本文
○ ○ ○ ○ ○ ○ ○

- 個室で迎える静かでひんやりとした朝と熱々の温泉が最高に気持ちが良い。
- 大都会にいるとこれが良い、こうあるべきとのまやかしに惑わされがち
- もっと対人的には謙虚に、かつ自分自身には我儘に生活することを心がけたい。我儘とは自分の好みに忠実になるという意味。
- 田舎にも多様な生き方がありそれを良しとしている
- 外に出ると、しかも遠出するほど新しいものが見つかる
- 疲弊回復には休息と旅行が自分にはとても効く
- 放牧してくれた理解のある妻に感謝
6時半に目が覚める。
徒歩数分の「新湯」という温泉銭湯で体を温める。昨日の菅野温泉42℃よりも湯温が高く目が覚める44℃の熱さ。マニアの中で人気の旦過の湯は47℃らしい。狂っている。もはや低温やけどの領域。
ゲストハウスに戻ってきたら雨が降り始めてしまった。自転車で走り回るのは昨日に済ませていて良かった。
2日目最初の観光として「日本電産サンキョーオルゴール記念館すわのね」へ。名前が長い。9時開館だがオルゴール造り体験は10時からとのこと。雨が止むのを待って遅く出て良かった。
自分で曲を選び組み立てたオルゴール付きのフォトフレームを伯母と妻への祝いに贈ろうかと思っている。
700曲という選択肢の中から楽曲を選ぶ。幸いなことに伯母への選曲は既に決まっている。合唱団を長年指導しバチカンのローマ教皇の前でも歌った伯母には私の結婚式でも歌ってくださったシューベルトの「アヴェマリア」。もう迷う要素がなくて楽だ。
妻は何が好きなのか全くわからない。King Gnuの「白日」やYOASOBIの「夜を駆ける」など最近の曲までカバーしている。散々悩んだ挙句、米津玄師の「パプリカ」にした。オリンピックが開催された年を記念して。曲も懐かい郷愁を誘う旋律でオルゴールの音色に合う。
一通り構造の説明をしていただく。
ドラムと櫛歯は唯一無二の組合せなのだが、花のワルツのドラムにおじいさんの古時計の櫛歯を組み合わせて鳴らすなんてこともしてくれたのだが、案外これも良い曲。
ここからは自分でハンマーで叩いたりバネを巻き取ったり指示に従って組み立てていく。
音色を奏でる櫛歯をドラムにどれだけ近づけるのかで音色がかなり変わってくる。平行でないと高音が強くなったり低音が強くなったり違いが出る。曲の速さもガバナーの調整具合によって変わる。最初は指導員に櫛歯に近すぎる、歯が左に寄っている、低音に比べて高音が強いなどと指摘を受けてやり直していた。勝手がわかってきて最終的にはアヴェマリアを高音を軽やかに少しゆっくり目に調整し、パプリカは全体的に強め、速めにしてみた。
プロではない私が作ったものは私の個性が反映されているとも言える。手作りの温かみとして勘弁してもらおう。18歯のオルゴールは手作り体験用に採用しているオルゴールの分類としてはかなり簡素なもので、速さの調整にはかなりの制約があるそうだ。

○ ○ ○ ○ ○ ○ ○

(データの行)
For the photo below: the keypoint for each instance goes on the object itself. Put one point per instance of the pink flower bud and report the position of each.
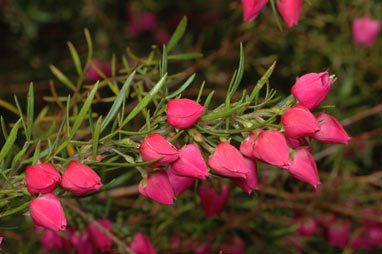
(228, 161)
(233, 246)
(338, 234)
(304, 167)
(155, 146)
(251, 181)
(82, 243)
(365, 30)
(46, 211)
(158, 188)
(251, 8)
(331, 131)
(271, 147)
(179, 183)
(246, 147)
(183, 113)
(311, 89)
(41, 178)
(142, 245)
(307, 227)
(299, 122)
(148, 21)
(52, 240)
(190, 163)
(290, 10)
(80, 179)
(213, 202)
(100, 240)
(162, 37)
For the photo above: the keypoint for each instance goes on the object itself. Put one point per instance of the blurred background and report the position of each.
(34, 34)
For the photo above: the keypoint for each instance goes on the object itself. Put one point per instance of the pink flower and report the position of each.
(290, 10)
(162, 37)
(246, 147)
(271, 147)
(158, 188)
(307, 227)
(234, 246)
(213, 202)
(331, 131)
(179, 183)
(311, 89)
(299, 122)
(365, 30)
(100, 240)
(80, 179)
(46, 211)
(250, 183)
(41, 178)
(52, 240)
(82, 243)
(338, 234)
(155, 146)
(183, 113)
(251, 8)
(190, 163)
(227, 161)
(304, 167)
(142, 245)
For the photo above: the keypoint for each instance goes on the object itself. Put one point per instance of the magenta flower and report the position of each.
(304, 168)
(41, 178)
(46, 211)
(183, 113)
(155, 146)
(271, 147)
(365, 31)
(80, 179)
(190, 163)
(290, 10)
(311, 89)
(299, 122)
(331, 131)
(228, 161)
(158, 188)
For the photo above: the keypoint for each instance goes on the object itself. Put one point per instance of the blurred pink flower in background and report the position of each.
(365, 31)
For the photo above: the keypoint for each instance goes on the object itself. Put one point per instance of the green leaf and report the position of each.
(61, 76)
(10, 141)
(145, 101)
(182, 88)
(179, 31)
(118, 102)
(240, 72)
(96, 137)
(186, 56)
(81, 116)
(76, 58)
(14, 210)
(261, 82)
(30, 111)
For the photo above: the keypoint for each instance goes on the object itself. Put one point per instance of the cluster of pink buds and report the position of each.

○ ○ ○ ○ ○ ○ ○

出題 A
旅の日記のうち、「- 大都会にいるとこれが良い、こうあるべきとのまやかしに惑わされがち」を含む言葉で始まり「一通り構造の説明をしていただく。」で終わる部分を、「伯母」を「おば」に置き換えて書き直してください。
出題 B
温泉とオルゴール作りの旅の日記を、最後の文のあとから書き継いでください。

回答 A
- 大都会にいるとこれが良い、こうあるべきとのまやかしに惑わされがち
- もっと対人的には謙虚に、かつ自分自身には我儘に生活することを心がけたい。我儘とは自分の好みに忠実になるという意味。
- 田舎にも多様な生き方がありそれを良しとしている
- 外に出ると、しかも遠出するほど新しいものが見つかる
- 疲弊回復には休息と旅行が自分にはとても効く
- 放牧してくれた理解のある妻に感謝
6時半に目が覚める。
徒歩数分の「新湯」という温泉銭湯で体を温める。昨日の菅野温泉42℃よりも湯温が高く目が覚める44℃の熱さ。マニアの中で人気の旦過の湯は47℃らしい。狂っている。もはや低温やけどの領域。
ゲストハウスに戻ってきたら雨が降り始めてしまった。自転車で走り回るのは昨日に済ませていて良かった。
2日目最初の観光として「日本電産サンキョーオルゴール記念館すわのね」へ。名前が長い。9時開館だがオルゴール造り体験は10時からとのこと。雨が止むのを待って遅く出て良かった。
自分で曲を選び組み立てたオルゴール付きのフォトフレームをおばと妻への祝いに贈ろうかと思っている。
700曲という選択肢の中から楽曲を選ぶ。幸いなことにおばへの選曲は既に決まっている。合唱団を長年指導しバチカンのローマ教皇の前でも歌ったおばには私の結婚式でも歌ってくださったシューベルトの「アヴェマリア」。もう迷う要素がなくて楽だ。
妻は何が好きなのか全くわからない。King Gnuの「白日」やYOASOBIの「夜を駆ける」など最近の曲までカバーしている。散々悩んだ挙句、米津玄師の「パプリカ」にした。オリンピックが開催された年を記念して。曲も懐かい郷愁を誘う旋律でオルゴールの音色に合う。
一通り構造の説明をしていただく。

回答 B
展示室にはヨーロッパの様々な本格的な自動演奏機が並び、いくつかを実際に演奏してくださった。ディスク式オルゴールのジュークボックスが素晴らしかった。芸術と機械科学の結晶のようなシロモノ。オートマータという響きが良い。ダークマターとは関係ないけれども。ちなみにオルゴールはオルガンから派生させた和製英語なんだそうだ。
受付や売店のお姉さんがどなたもとても美人でなんだかわかりやすい容姿採用だなと思った。後から若いカップルが来て、男の方がお姉さんを見た際に目を見開き、その瞬間を隣の彼女が見咎めた表情をしていた。後で文句を言われるのだろうか。幸運を祈る。
制作体験もでき、文化財級の自動演奏機の演奏を次々と聞かせてくれ、予想以上に充実のオルゴール館だった。
下諏訪から上諏訪へ電車で移動して荷物をロッカーに預けて2日目の散策開始。
まずは手長神社へ参拝してみる。
左手の長い廊下の天井に収められている太い綱は御柱祭に用いるものだろうか。
残念ながら不在とのことで御朱印は頂けなかった。書き置きはあるのだがあまり貼るのは好みではない。
摂社末社が多く並ぶのだが、四方に御柱が立つのは諏訪大社に連なるこの地方の神社ならでは。
暇潰しにあれこれ調べていると手長神社は諏訪大社上社の末社だそう。上社は諏訪氏、下社は金刺氏族によって祀られていたがやがてそれぞれ武士化し14〜15世紀には上社と下社で激しく対立し武力衝突していたらしい。下社の金刺興春が上社の内部分裂に乗じて戦いを仕掛けるも形勢が逆転し金刺興春が返り討たれただけでなく下社を攻め落とされ社殿も焼かれて焼け野原となったそうだ。そんな歴史を聞くと諏訪大社の歴史も権力と富の占有のための一部氏族による政治宗教の独占と利用でしかない。人間の歴史だからと言われるとその通りなのだろうけれども神への祈りだの穢れを祓うだの言われてお金を納めるのもその是非がよくわからなくなる。祈祷料や賽銭箱を回収する貴方達も既得権益に胡座をかいた人間に過ぎないのではないか、と。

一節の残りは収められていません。